Segmentation dataset excerpts
****************
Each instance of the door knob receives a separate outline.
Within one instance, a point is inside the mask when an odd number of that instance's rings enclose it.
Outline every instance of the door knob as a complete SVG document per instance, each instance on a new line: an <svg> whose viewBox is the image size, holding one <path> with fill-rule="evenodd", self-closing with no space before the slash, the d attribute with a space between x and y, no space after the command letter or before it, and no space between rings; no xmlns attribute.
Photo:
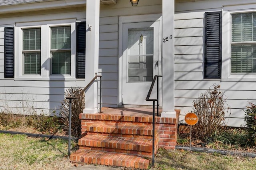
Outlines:
<svg viewBox="0 0 256 170"><path fill-rule="evenodd" d="M157 61L156 63L156 64L155 64L155 70L156 70L156 67L158 67L158 62Z"/></svg>

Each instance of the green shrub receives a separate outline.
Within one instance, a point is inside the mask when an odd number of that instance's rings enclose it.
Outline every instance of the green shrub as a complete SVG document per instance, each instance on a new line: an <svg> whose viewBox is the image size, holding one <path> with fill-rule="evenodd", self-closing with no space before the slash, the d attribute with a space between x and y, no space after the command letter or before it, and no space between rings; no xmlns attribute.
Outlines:
<svg viewBox="0 0 256 170"><path fill-rule="evenodd" d="M210 138L225 124L226 99L220 91L220 86L213 86L213 89L209 88L193 101L192 111L197 115L198 121L192 127L192 135L203 141Z"/></svg>
<svg viewBox="0 0 256 170"><path fill-rule="evenodd" d="M256 105L249 102L250 106L247 106L245 110L244 122L246 128L248 143L250 145L256 145Z"/></svg>

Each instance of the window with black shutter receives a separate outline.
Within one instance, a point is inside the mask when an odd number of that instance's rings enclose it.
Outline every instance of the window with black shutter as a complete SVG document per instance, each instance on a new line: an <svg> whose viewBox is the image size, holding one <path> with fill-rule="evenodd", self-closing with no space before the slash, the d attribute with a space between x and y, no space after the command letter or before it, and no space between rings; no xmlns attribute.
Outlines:
<svg viewBox="0 0 256 170"><path fill-rule="evenodd" d="M205 13L204 78L221 78L222 12Z"/></svg>
<svg viewBox="0 0 256 170"><path fill-rule="evenodd" d="M86 22L76 24L76 78L85 78Z"/></svg>
<svg viewBox="0 0 256 170"><path fill-rule="evenodd" d="M14 78L14 27L4 28L4 78Z"/></svg>

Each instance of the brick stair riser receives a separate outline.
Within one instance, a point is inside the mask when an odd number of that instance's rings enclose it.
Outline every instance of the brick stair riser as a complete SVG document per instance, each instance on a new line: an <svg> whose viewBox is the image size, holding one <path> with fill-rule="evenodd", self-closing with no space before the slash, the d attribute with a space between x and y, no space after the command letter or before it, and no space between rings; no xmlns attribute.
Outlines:
<svg viewBox="0 0 256 170"><path fill-rule="evenodd" d="M152 151L152 141L150 143L148 141L144 145L142 145L141 142L138 141L136 143L131 143L123 141L110 143L104 141L90 141L80 140L78 141L79 146L86 147L97 147L98 148L118 149L124 150L134 150L151 152Z"/></svg>
<svg viewBox="0 0 256 170"><path fill-rule="evenodd" d="M118 154L102 154L97 153L84 152L80 149L76 156L71 156L70 160L74 162L82 162L86 164L94 164L111 166L123 166L132 168L146 169L149 165L149 161L142 158L134 157Z"/></svg>
<svg viewBox="0 0 256 170"><path fill-rule="evenodd" d="M84 146L79 146L79 149L86 149L92 150L102 151L110 152L111 154L114 153L120 153L125 154L128 155L136 155L141 157L146 156L150 159L152 158L152 152L146 152L142 151L137 151L135 150L124 150L119 149L113 149L110 148L98 148L97 147L86 147ZM156 154L155 154L156 155Z"/></svg>

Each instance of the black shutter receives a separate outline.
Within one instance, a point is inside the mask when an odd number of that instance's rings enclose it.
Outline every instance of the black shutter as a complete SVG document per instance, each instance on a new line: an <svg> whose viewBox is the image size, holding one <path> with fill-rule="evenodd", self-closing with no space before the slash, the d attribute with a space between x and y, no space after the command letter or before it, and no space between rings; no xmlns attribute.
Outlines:
<svg viewBox="0 0 256 170"><path fill-rule="evenodd" d="M14 76L14 27L4 28L4 78Z"/></svg>
<svg viewBox="0 0 256 170"><path fill-rule="evenodd" d="M205 13L204 78L221 78L221 12Z"/></svg>
<svg viewBox="0 0 256 170"><path fill-rule="evenodd" d="M76 78L85 78L85 22L76 23Z"/></svg>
****************
Requirements: Reproduce the records as a numbered list, from the line containing "Each instance of the window" through the line containing "78L14 27L4 28L4", including both of those lines and leaving out any blank lines.

Task answer:
1. Each instance of the window with black shutter receives a separate outline.
2. Within one instance, a point is inside the mask when an odd number of that instance's rings enclose it.
3. Outline every instance of the window with black shutter as a complete SVG document per instance, each instance on a new line: an <svg> whose viewBox is the image size, holding one <path> with fill-rule="evenodd", self-closing with no space before the slash, the d attribute with a space between x and y, no space after the command letter or before it, and no space between rings; no xmlns attribute.
4. Outlines:
5. <svg viewBox="0 0 256 170"><path fill-rule="evenodd" d="M205 13L204 78L221 78L222 12Z"/></svg>
6. <svg viewBox="0 0 256 170"><path fill-rule="evenodd" d="M86 22L76 24L76 78L85 78Z"/></svg>
7. <svg viewBox="0 0 256 170"><path fill-rule="evenodd" d="M14 78L14 27L4 28L4 78Z"/></svg>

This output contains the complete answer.